_ENTRIES SUPPLIED_

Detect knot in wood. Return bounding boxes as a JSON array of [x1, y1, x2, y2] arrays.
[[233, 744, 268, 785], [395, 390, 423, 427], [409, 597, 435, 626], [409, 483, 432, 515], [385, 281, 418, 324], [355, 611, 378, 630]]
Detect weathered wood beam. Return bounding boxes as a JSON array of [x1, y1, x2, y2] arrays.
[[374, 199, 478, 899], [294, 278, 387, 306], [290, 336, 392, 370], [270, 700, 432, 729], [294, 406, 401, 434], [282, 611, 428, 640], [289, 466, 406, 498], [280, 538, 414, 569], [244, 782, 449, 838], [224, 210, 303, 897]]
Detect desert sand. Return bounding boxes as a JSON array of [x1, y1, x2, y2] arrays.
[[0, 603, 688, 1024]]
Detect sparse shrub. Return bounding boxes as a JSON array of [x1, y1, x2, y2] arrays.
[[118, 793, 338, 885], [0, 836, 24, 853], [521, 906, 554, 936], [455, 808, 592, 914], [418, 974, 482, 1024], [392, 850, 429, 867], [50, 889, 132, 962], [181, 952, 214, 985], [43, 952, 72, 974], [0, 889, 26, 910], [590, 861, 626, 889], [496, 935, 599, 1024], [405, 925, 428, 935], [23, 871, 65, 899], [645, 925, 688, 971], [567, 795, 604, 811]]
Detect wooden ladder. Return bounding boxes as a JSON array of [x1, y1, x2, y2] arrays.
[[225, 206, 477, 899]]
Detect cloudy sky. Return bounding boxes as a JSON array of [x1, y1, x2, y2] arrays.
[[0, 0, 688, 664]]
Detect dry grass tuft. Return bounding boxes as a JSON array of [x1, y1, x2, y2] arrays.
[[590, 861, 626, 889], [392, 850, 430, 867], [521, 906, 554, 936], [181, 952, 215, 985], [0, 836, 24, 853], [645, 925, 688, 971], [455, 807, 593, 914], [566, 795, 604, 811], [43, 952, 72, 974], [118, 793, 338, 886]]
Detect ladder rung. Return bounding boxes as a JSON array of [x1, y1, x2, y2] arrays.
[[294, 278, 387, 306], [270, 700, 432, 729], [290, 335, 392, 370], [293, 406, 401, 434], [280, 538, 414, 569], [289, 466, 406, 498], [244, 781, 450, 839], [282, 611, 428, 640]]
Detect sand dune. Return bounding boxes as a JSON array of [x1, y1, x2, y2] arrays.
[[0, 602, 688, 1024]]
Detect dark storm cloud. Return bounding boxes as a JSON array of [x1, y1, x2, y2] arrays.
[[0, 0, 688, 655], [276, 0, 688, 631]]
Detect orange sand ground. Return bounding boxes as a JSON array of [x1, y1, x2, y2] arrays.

==

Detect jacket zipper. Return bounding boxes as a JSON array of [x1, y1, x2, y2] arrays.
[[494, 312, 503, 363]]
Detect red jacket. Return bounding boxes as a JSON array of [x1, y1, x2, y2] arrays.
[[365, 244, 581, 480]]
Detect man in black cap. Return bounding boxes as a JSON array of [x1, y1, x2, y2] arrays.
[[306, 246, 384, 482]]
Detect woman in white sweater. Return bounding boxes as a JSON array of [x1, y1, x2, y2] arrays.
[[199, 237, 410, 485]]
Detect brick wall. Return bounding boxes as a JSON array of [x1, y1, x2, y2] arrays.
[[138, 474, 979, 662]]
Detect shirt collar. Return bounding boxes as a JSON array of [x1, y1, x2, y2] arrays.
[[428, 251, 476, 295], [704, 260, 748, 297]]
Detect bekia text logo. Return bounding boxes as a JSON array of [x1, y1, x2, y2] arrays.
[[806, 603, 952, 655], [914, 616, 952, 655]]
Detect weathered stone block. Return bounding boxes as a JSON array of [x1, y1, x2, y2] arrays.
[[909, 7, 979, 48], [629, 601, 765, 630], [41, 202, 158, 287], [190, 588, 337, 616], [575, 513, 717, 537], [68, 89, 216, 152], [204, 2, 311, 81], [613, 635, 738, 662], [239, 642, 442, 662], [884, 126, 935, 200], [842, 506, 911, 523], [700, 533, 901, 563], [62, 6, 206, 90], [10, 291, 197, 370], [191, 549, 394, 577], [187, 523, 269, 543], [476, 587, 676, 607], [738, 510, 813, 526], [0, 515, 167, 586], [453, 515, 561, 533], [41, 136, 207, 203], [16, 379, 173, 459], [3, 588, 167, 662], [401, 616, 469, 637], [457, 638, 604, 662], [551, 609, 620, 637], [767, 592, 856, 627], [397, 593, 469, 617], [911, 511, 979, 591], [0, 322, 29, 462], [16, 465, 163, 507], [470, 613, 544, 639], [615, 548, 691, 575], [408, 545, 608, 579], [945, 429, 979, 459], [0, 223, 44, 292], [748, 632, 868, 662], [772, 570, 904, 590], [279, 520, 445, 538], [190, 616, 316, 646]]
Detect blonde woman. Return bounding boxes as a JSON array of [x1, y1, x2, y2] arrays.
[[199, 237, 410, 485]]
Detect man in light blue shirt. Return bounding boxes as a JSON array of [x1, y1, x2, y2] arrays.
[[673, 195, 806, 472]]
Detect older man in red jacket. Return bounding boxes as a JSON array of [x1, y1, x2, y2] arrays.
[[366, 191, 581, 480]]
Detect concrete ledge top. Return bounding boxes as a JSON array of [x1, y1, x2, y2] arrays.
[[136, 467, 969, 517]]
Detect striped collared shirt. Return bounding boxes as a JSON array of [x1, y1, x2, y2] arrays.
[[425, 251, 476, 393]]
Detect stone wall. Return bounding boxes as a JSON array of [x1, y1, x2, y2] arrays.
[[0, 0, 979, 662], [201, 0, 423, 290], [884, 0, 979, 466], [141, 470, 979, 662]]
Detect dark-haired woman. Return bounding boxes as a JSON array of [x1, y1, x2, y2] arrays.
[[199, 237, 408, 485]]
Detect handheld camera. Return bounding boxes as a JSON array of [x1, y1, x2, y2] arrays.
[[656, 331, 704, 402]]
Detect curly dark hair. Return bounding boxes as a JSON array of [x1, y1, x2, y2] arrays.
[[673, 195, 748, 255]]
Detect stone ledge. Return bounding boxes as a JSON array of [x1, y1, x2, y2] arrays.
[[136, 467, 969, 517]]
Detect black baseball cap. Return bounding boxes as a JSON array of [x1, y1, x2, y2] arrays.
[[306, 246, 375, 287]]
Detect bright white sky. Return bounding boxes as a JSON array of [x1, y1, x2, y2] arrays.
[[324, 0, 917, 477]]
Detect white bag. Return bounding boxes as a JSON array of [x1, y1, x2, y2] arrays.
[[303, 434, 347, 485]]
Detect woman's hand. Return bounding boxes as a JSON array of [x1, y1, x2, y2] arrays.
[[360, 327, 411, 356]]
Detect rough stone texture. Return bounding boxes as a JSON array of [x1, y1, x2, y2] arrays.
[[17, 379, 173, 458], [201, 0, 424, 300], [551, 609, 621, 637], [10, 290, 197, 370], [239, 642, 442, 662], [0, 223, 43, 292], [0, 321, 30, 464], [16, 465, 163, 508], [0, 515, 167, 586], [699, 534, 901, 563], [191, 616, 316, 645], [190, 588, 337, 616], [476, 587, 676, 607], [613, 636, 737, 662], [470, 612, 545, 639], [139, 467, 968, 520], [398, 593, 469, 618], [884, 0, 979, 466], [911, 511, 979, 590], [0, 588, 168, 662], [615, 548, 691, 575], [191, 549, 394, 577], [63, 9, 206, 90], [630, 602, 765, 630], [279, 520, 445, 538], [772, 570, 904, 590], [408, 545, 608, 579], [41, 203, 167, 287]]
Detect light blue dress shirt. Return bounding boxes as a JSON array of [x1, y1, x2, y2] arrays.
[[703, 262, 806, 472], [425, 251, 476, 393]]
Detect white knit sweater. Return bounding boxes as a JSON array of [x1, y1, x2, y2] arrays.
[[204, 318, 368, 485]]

---

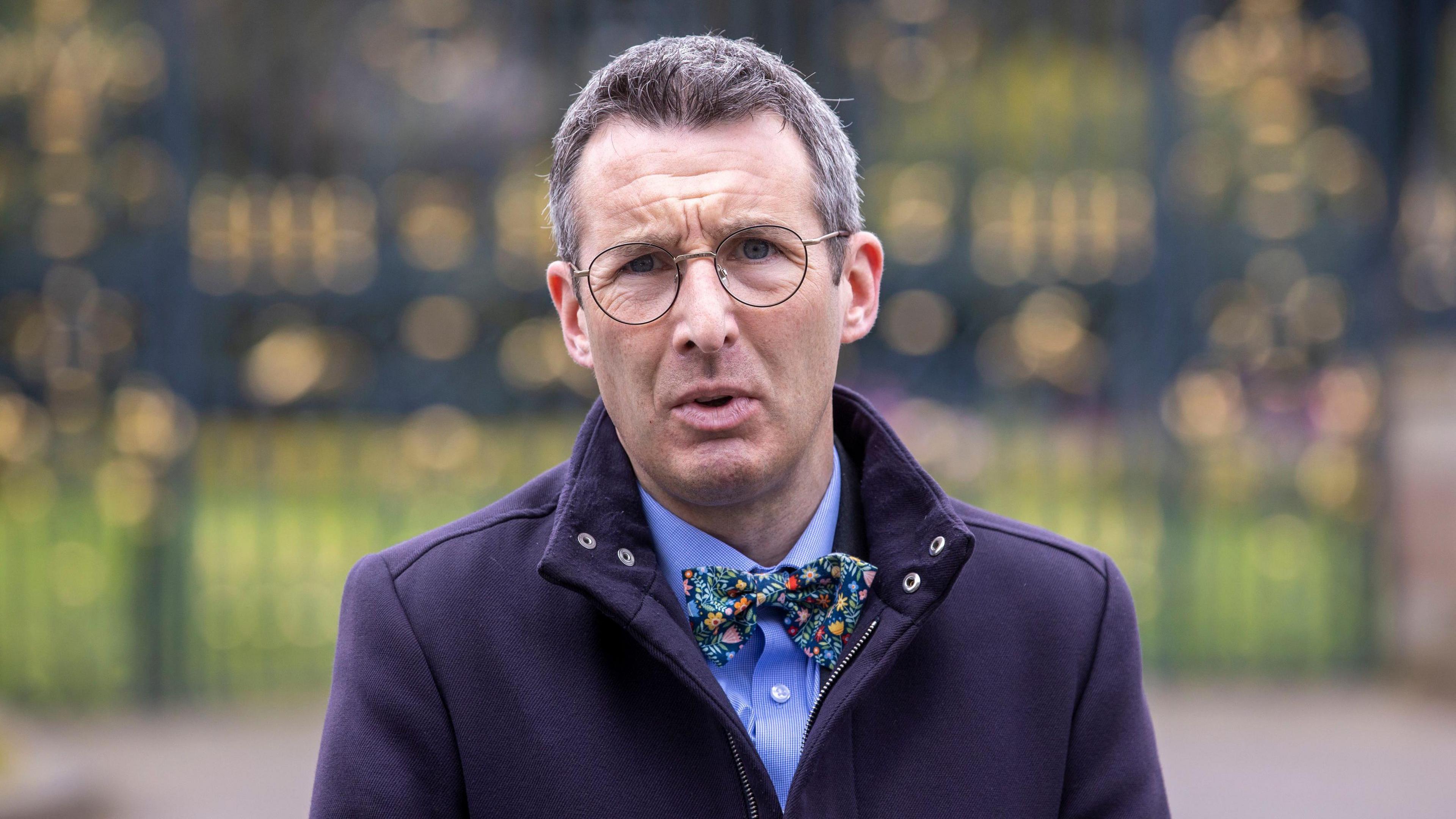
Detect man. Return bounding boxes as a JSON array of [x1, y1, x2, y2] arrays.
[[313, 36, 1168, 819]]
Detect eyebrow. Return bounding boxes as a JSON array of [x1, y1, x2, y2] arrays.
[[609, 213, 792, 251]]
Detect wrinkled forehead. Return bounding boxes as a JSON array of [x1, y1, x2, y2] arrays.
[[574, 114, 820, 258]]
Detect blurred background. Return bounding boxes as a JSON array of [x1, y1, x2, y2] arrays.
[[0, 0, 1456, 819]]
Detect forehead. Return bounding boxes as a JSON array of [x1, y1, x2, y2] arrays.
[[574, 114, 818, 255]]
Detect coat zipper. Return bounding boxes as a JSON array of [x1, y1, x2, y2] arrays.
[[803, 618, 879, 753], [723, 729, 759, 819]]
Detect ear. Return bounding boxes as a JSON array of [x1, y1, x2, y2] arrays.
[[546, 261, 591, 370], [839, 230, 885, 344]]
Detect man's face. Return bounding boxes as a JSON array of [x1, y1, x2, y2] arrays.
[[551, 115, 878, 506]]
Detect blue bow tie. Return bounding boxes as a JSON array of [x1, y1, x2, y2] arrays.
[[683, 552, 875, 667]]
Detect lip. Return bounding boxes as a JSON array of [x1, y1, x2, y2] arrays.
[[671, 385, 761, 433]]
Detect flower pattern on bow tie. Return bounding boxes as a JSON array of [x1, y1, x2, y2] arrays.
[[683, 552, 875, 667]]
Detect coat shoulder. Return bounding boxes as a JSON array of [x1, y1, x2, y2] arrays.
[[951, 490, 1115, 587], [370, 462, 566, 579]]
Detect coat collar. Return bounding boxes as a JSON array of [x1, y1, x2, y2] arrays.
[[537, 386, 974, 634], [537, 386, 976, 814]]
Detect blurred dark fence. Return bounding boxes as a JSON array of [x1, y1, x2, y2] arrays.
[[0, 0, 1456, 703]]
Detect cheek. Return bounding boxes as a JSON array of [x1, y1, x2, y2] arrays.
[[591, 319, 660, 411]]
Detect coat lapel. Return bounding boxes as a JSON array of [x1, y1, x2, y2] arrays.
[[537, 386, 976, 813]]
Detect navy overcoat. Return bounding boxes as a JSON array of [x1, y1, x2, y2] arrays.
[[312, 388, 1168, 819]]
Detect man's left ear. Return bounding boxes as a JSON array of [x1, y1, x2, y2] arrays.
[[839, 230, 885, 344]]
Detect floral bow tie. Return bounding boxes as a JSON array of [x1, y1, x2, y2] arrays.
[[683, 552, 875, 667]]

_EXERCISE GOAL_
Quote the records exactly, beginning with the line that contains "Detect man in light" and continuing through the line that contains "[[425, 251, 476, 393]]", both included.

_ANSWER TO THIS TASK_
Detect man in light blue shirt. Return bounding boxes as a JSON array of [x1, y1, x2, y2] arrays.
[[673, 195, 806, 472]]
Detect older man in red jacket. Return bounding boxes as a JSON array of [x1, y1, x2, y2] arrays.
[[366, 191, 581, 480]]
Detect concrete ledge top. Return bounding boxes as a JSON array of [x1, y1, x2, y2] arrays.
[[136, 467, 969, 517]]
Detect striped collared shirt. Return bounding boxes as a JSON array of [x1, y1, x2, y2] arrays.
[[425, 251, 476, 393]]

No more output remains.